Hi,

Gene Heskett wrote:
> I once wrote the "debian-10.0.0-arm64-netinst.iso" to an u-sd card,
> which booted and did a net-install on an rpi-3b [...]
> /dev/sde1 /media/sde1 iso9660 ro,relatime 0 0
> /dev/sde2 /media/sde2 vfat
> rw,relatime,fmask=0022,dmask=0022,codepage=437,iocharset=ascii,shortna
> me=mixed,utf8,errors=remount-ro 0 0
>
> first partition is iso9660 ? Don't recall seeing that before.

That's the normal partition table content of a bootable Debian ISO
for i386, amd_64, armhf, arm64. (i386 and amd64 ISOs suffer from partition
nesting, but that does not keep PC-BIOS or EFI from booting them.)

The statement "iso9660" stems from inspection of the partition content,
not from the partition table where type is 0x83 = "Linux" in the armhf
and arm64 ISOs.

The second partition is of type 0xEF and contains a FAT filesystem with
EFI boot equipment.
As stated already in another thread: The combination of Raspberry and
EFI is exotic.
I get the impression that uboot is a usual firmware and bootloader, but that
there are also mechanisms which rather remind me of the ROM of my VIC-20.
See e.g.
  
https://www.beyondlogic.org/compiling-u-boot-with-device-tree-support-for-the-raspberry-pi/

So, unless your rpi-3b has an EFI-compatible first booting step in its
firmware, i assume that debian-10.0.0-arm64-netinst.iso never booted on it.

• _THE DATA_:
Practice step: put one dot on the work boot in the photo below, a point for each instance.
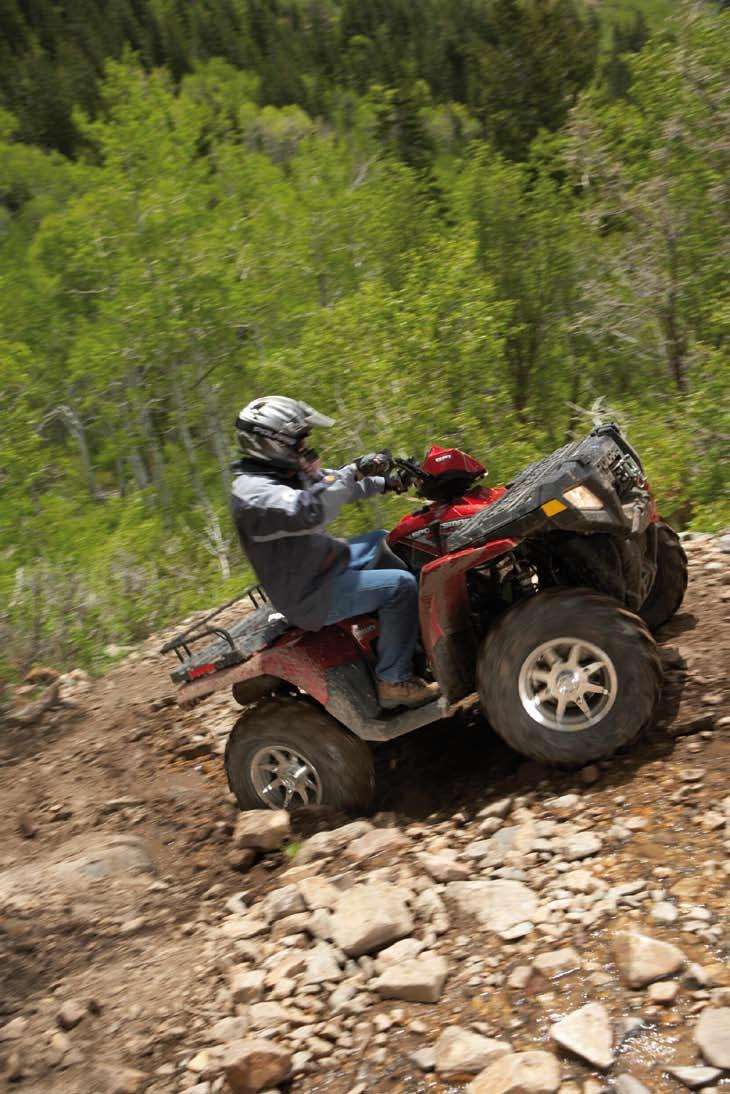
(410, 693)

• _EXERCISE GOAL_: Quote the stretch from "The second partition" through "EFI is exotic." in the reply about Debian ISO partitions. The listing has nothing to do with the reply about Debian ISO partitions.

• _RESULT FOR THIS EXERCISE_:
The second partition is of type 0xEF and contains a FAT filesystem with
EFI boot equipment.
As stated already in another thread: The combination of Raspberry and
EFI is exotic.